THE PROBLEM
Print the entries below in their entirety, exactly as they are written.

EXCERPTED RECORDS
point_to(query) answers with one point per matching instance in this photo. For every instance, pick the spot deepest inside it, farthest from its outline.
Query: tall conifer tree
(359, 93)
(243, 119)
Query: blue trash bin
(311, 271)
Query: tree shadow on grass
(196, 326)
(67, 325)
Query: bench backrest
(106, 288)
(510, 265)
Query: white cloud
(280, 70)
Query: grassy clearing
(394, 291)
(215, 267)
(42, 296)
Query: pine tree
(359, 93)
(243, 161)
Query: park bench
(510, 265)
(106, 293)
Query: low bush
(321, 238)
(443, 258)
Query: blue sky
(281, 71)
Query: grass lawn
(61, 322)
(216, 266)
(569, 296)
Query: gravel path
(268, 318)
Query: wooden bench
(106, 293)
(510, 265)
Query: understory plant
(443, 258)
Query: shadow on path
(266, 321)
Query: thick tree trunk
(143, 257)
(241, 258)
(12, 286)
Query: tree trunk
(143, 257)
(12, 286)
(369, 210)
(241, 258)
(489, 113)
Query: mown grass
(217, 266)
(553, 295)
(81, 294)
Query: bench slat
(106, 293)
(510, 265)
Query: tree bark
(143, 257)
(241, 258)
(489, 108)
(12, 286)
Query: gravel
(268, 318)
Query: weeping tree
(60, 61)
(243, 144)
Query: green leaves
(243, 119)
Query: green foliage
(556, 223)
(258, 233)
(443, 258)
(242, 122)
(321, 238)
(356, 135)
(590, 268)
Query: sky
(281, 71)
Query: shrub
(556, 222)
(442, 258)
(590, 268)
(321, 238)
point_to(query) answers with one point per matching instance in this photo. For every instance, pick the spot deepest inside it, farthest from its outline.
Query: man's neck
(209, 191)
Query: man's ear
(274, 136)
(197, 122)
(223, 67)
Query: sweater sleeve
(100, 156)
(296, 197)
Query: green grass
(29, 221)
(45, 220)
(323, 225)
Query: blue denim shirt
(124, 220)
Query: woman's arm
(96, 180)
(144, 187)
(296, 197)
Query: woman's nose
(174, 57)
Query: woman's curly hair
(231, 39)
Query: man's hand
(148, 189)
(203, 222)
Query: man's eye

ANSWER TO THIS EXERCISE
point_to(query) answers with one point per matching instance in this photo. For every instance, pick the spot deepest inside it, farthest from its outline.
Query: tall conifer tree
(359, 93)
(243, 119)
Query: blue trash bin
(311, 271)
Query: tree shadow on grass
(196, 326)
(67, 325)
Query: bench backrest
(106, 288)
(510, 265)
Query: white cloud
(280, 70)
Query: grassy clearing
(394, 291)
(215, 267)
(42, 296)
Query: pine tree
(359, 93)
(243, 161)
Query: park bench
(510, 265)
(106, 293)
Query: low bush
(321, 238)
(443, 258)
Query: blue sky
(281, 71)
Query: grass lawn
(61, 322)
(216, 266)
(569, 296)
Query: gravel path
(268, 318)
Query: wooden bench
(106, 293)
(510, 265)
Query: understory plant
(443, 258)
Query: shadow on path
(266, 321)
Query: thick tree trunk
(143, 257)
(241, 258)
(12, 286)
Query: tree trunk
(143, 257)
(12, 286)
(369, 210)
(241, 258)
(489, 113)
Query: mown grass
(217, 266)
(553, 295)
(81, 294)
Query: bench slat
(106, 293)
(510, 265)
Query: tree bark
(143, 257)
(241, 258)
(489, 108)
(12, 286)
Query: gravel
(268, 318)
Query: weeping tree
(60, 61)
(243, 144)
Query: green leaves
(243, 119)
Query: green foliage
(556, 223)
(258, 233)
(443, 258)
(242, 122)
(321, 238)
(356, 135)
(590, 268)
Query: sky
(281, 71)
Query: shrub
(556, 222)
(442, 258)
(590, 268)
(321, 238)
point_to(query) answers with one point per matching instance in this photo. For every instance, pick the spot deepest inside it, farthest from its outline.
Query: man's neck
(209, 191)
Query: man's ear
(274, 136)
(197, 122)
(223, 67)
Query: sweater sleeve
(100, 156)
(296, 197)
Query: green grass
(29, 221)
(45, 220)
(323, 225)
Query: blue denim shirt
(124, 220)
Query: woman's arm
(96, 180)
(144, 187)
(296, 197)
Query: woman's nose
(174, 57)
Query: woman's curly hair
(231, 39)
Query: man's hand
(148, 189)
(203, 222)
Query: man's eye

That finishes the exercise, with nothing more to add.